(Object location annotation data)
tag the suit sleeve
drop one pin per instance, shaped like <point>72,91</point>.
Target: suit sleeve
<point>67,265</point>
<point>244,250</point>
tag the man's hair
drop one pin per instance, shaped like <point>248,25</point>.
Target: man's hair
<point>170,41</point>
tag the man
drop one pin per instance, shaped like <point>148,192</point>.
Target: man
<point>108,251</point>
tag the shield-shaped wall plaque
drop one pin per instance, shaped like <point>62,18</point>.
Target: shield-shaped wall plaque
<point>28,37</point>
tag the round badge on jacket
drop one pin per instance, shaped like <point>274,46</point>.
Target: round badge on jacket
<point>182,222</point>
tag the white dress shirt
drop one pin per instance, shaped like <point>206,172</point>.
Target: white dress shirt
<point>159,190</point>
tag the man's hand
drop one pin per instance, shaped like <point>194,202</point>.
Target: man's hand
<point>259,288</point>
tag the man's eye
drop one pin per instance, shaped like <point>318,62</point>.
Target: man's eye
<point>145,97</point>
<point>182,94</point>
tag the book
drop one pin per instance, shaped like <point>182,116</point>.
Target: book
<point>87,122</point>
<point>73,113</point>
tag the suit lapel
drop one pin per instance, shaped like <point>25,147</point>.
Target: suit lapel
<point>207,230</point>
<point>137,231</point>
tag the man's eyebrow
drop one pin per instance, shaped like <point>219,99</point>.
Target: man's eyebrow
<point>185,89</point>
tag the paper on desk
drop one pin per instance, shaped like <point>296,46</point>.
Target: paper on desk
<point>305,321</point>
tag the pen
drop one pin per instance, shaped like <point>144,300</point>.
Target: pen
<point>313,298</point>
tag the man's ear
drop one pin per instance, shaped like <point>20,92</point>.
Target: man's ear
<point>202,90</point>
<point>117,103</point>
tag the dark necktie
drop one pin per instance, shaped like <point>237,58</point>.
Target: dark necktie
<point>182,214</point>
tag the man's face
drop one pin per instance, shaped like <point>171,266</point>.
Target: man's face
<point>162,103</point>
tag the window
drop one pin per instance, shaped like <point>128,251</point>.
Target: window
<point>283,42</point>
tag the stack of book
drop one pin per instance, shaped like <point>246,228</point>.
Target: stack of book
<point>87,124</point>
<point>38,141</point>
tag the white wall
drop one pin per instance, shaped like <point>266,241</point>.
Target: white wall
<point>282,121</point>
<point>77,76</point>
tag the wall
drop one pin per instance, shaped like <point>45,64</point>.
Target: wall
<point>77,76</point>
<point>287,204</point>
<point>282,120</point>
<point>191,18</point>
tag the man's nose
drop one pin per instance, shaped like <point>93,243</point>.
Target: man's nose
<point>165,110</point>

Aim: Starting with the line that contains "tag the window" and going on through the end of the records, recast those lines as a JSON list of strings, one string per line, with blank lines left out.

Task solution:
[
  "tag the window",
  "drop one pin per instance, shaped like <point>128,251</point>.",
  "Target: window",
  "<point>283,42</point>",
  "tag the stack of book",
  "drop one pin per instance, shaped like <point>246,228</point>.",
  "Target: stack of book",
  "<point>87,124</point>",
  "<point>38,141</point>",
  "tag the white wall",
  "drop one pin per instance, shaped like <point>266,241</point>.",
  "Target: white wall",
  "<point>282,121</point>",
  "<point>77,76</point>",
  "tag the wall",
  "drop one pin per instance, shaped like <point>45,64</point>.",
  "Target: wall",
  "<point>77,76</point>",
  "<point>287,204</point>",
  "<point>282,120</point>",
  "<point>191,18</point>",
  "tag the man's nose",
  "drop one pin per instance, shaped like <point>93,243</point>.",
  "Target: man's nose",
  "<point>165,110</point>"
]